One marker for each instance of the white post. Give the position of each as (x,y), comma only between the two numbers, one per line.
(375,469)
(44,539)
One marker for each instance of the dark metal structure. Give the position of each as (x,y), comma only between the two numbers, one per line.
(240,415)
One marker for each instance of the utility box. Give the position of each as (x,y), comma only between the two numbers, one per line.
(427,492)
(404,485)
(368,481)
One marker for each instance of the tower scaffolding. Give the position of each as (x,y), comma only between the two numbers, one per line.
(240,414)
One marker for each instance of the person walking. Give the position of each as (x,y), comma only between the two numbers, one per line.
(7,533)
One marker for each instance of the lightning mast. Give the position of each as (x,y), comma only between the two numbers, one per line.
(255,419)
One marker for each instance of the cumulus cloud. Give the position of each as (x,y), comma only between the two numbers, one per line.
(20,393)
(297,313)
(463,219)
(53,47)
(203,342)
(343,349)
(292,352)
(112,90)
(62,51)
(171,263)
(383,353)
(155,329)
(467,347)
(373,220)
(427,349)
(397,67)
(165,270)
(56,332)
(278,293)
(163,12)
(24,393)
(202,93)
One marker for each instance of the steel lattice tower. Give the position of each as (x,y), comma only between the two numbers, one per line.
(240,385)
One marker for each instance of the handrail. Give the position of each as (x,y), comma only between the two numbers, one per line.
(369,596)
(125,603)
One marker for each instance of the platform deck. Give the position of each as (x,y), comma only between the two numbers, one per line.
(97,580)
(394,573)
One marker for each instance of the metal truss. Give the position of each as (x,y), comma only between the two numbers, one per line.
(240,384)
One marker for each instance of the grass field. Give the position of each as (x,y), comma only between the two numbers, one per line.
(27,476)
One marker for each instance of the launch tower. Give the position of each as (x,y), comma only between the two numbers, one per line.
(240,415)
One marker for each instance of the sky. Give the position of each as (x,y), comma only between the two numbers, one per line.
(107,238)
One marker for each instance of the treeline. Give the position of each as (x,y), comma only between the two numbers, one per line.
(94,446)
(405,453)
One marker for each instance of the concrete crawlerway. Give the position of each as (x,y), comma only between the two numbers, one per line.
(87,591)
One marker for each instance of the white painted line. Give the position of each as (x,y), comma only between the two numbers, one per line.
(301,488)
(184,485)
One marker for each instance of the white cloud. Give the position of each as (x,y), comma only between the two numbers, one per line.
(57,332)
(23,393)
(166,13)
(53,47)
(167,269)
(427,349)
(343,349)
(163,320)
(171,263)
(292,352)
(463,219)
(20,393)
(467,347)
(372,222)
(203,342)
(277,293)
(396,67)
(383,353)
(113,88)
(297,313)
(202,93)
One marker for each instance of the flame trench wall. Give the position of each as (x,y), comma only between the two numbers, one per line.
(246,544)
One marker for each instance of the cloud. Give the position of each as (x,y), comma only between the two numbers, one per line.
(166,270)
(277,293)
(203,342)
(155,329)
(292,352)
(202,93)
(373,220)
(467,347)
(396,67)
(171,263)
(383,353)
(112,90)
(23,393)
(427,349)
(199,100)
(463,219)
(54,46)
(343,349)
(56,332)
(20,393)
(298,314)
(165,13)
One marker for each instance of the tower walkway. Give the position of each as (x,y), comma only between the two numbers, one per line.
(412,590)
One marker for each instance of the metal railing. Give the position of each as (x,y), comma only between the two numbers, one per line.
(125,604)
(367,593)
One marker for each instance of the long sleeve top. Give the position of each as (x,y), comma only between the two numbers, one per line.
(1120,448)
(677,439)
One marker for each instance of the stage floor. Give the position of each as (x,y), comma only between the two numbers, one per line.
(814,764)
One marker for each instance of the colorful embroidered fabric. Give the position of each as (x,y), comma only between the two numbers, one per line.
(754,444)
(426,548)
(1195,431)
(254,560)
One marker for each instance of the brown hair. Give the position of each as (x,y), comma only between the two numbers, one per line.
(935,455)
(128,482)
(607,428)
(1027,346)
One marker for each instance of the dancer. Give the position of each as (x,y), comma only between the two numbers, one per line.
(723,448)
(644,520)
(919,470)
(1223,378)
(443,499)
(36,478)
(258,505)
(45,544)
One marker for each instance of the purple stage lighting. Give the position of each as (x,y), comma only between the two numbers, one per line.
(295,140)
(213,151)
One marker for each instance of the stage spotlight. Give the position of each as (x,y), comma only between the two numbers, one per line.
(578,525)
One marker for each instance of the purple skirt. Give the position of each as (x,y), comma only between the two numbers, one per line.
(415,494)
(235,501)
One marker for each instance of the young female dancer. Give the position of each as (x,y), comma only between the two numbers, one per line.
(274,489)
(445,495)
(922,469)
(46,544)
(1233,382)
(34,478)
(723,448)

———

### [Task directions]
Convert every line of the records above into a Markdown table with two columns, Row and Line, numbering the rows in order and omitting blank lines.

### [Exercise solution]
| Row | Line |
|---|---|
| 1 | One marker for each instance of the white post. Give the position of each as (x,y), comma only between the two numbers, one per line. |
| 2 | (375,469) |
| 3 | (44,539) |
| 4 | One marker for each instance of the dark metal structure. Give the position of each as (x,y), comma only between the two numbers, one per line. |
| 5 | (240,415) |
| 6 | One marker for each instance of the utility box. Give the position of each as (x,y), comma only between the two numbers, one per line. |
| 7 | (427,492) |
| 8 | (404,485) |
| 9 | (368,481) |
| 10 | One marker for each instance of the tower scaffolding. Give the position of each as (x,y), comma only between the two numbers, one per line. |
| 11 | (240,414) |
| 12 | One marker for each instance of the person walking. Give the position of each as (x,y), comma only between the two numbers, one per line. |
| 13 | (7,533) |
| 14 | One marker for each instance of the lightning mast. Give the position of each as (x,y), comma only between the two numbers, one per line. |
| 15 | (255,419) |
| 16 | One marker for each instance of the cumulus cloud. Give the position of each as (x,y), comma only between the two numbers, one per line. |
| 17 | (20,393) |
| 18 | (297,313) |
| 19 | (463,219) |
| 20 | (53,47) |
| 21 | (203,342) |
| 22 | (343,349) |
| 23 | (292,352) |
| 24 | (112,90) |
| 25 | (62,51) |
| 26 | (171,263) |
| 27 | (383,353) |
| 28 | (155,329) |
| 29 | (467,347) |
| 30 | (373,220) |
| 31 | (427,349) |
| 32 | (397,67) |
| 33 | (165,270) |
| 34 | (56,332) |
| 35 | (278,293) |
| 36 | (163,12) |
| 37 | (24,393) |
| 38 | (202,93) |
| 39 | One marker for each instance of the steel lattice tower. Give the position of each as (x,y), comma only between the two numbers, one per line. |
| 40 | (240,385) |
| 41 | One marker for each instance of the handrail. Give the position of each as (x,y), comma only between the two numbers, one per line. |
| 42 | (369,596) |
| 43 | (125,603) |
| 44 | One marker for each instance of the platform deck. Give the position of each as (x,y), comma only between the two numbers, one per line. |
| 45 | (97,580) |
| 46 | (394,573) |
| 47 | One marker for each instance of the metal truss. Give the position of each as (x,y), comma only between the two numbers, one per line. |
| 48 | (240,384) |
| 49 | One marker for each instance of the grass field. Give the position of each as (x,y), comma only between the two numbers, one per line. |
| 50 | (27,476) |
| 51 | One marker for each instance of the launch tower. Give the position of each as (x,y), comma only between the two numbers, one per line. |
| 52 | (240,415) |
| 53 | One marker for each instance of the sky. Give the position of each as (x,y), comma only between the two numbers, one per line. |
| 54 | (107,238) |
| 55 | One marker for each instance of the treeline. Give the position of each as (x,y), comma only between the two numbers, one per line. |
| 56 | (94,446) |
| 57 | (405,453) |
| 58 | One marker for each instance of the concrete crawlerway. Give the position of each as (x,y), comma only between the two numbers, one per line. |
| 59 | (87,591) |
| 60 | One marker for each instance of the white painted line. Give the position of each as (x,y), comma only between the two numbers, one per line. |
| 61 | (301,488) |
| 62 | (184,485) |
| 63 | One marker for each instance of the white cloud. Give the position of each as (x,y), comma only between the two numbers, one per line. |
| 64 | (57,332) |
| 65 | (23,393) |
| 66 | (166,13) |
| 67 | (53,47) |
| 68 | (167,269) |
| 69 | (427,349) |
| 70 | (343,349) |
| 71 | (163,320) |
| 72 | (171,263) |
| 73 | (292,352) |
| 74 | (463,219) |
| 75 | (20,393) |
| 76 | (467,347) |
| 77 | (372,222) |
| 78 | (203,342) |
| 79 | (277,293) |
| 80 | (396,67) |
| 81 | (383,353) |
| 82 | (113,88) |
| 83 | (297,313) |
| 84 | (202,93) |
| 85 | One marker for each instance of the flame trench wall. Give the position of each as (x,y), comma only between the two numbers, one per line. |
| 86 | (246,544) |
| 87 | One marker for each instance of the cloud. Give the position of each as (x,y), comma only between the two numbers, one per line. |
| 88 | (166,270) |
| 89 | (277,293) |
| 90 | (203,342) |
| 91 | (155,329) |
| 92 | (292,352) |
| 93 | (202,93) |
| 94 | (373,220) |
| 95 | (467,347) |
| 96 | (396,67) |
| 97 | (171,263) |
| 98 | (383,353) |
| 99 | (112,90) |
| 100 | (23,393) |
| 101 | (427,349) |
| 102 | (199,100) |
| 103 | (463,219) |
| 104 | (54,46) |
| 105 | (343,349) |
| 106 | (56,332) |
| 107 | (20,393) |
| 108 | (298,314) |
| 109 | (165,13) |
| 110 | One marker for each instance of the tower walkway. Give the position of each as (x,y), comma only between the two numbers, one per line. |
| 111 | (412,590) |
| 112 | One marker for each instance of the metal railing. Give the position of each as (x,y), comma only between the two numbers, one per line. |
| 113 | (125,604) |
| 114 | (367,593) |
| 115 | One marker for each instance of the long sleeve top. Give the position of each as (x,y), comma only between the two numbers, one per line. |
| 116 | (1120,448) |
| 117 | (677,439) |
| 118 | One marker for each instance of the stage floor. Give the position of each as (x,y), comma only between the two numbers, one per line. |
| 119 | (814,764) |
| 120 | One marker for each instance of the colorful embroidered fabric. Give the position of each as (x,y), comma only between the two numbers, one per line. |
| 121 | (754,444) |
| 122 | (426,548) |
| 123 | (1195,431) |
| 124 | (254,560) |
| 125 | One marker for each instance of the brown hair. Give the position of each as (x,y), comma only between the two numbers, one per line. |
| 126 | (935,455) |
| 127 | (128,482) |
| 128 | (607,428) |
| 129 | (1027,346) |
| 130 | One marker for each instance of the dancer. Give the position of each as (x,y), comma only between the two numbers, one per line. |
| 131 | (723,448) |
| 132 | (644,520) |
| 133 | (919,470) |
| 134 | (1223,378) |
| 135 | (443,499) |
| 136 | (36,478) |
| 137 | (258,505) |
| 138 | (45,544) |
| 139 | One marker for each instance of the purple stage lighting. Give the position of each as (x,y), comma only between the two numbers, one per line. |
| 140 | (295,140) |
| 141 | (213,151) |
| 142 | One marker for each instance of the stage spotlight. Give the position of each as (x,y), comma only between the two numbers, one per line. |
| 143 | (578,525) |
| 144 | One marker for each instance of the purple skirt. Give the position of each as (x,y), comma only between the two numbers, one per line. |
| 145 | (415,494) |
| 146 | (235,501) |
| 147 | One marker for each instance of the young female dancer. Give the position of each as (x,y), comma only between the two numbers, one per line. |
| 148 | (274,489) |
| 149 | (445,495) |
| 150 | (922,469) |
| 151 | (46,544) |
| 152 | (1233,382) |
| 153 | (34,478) |
| 154 | (723,448) |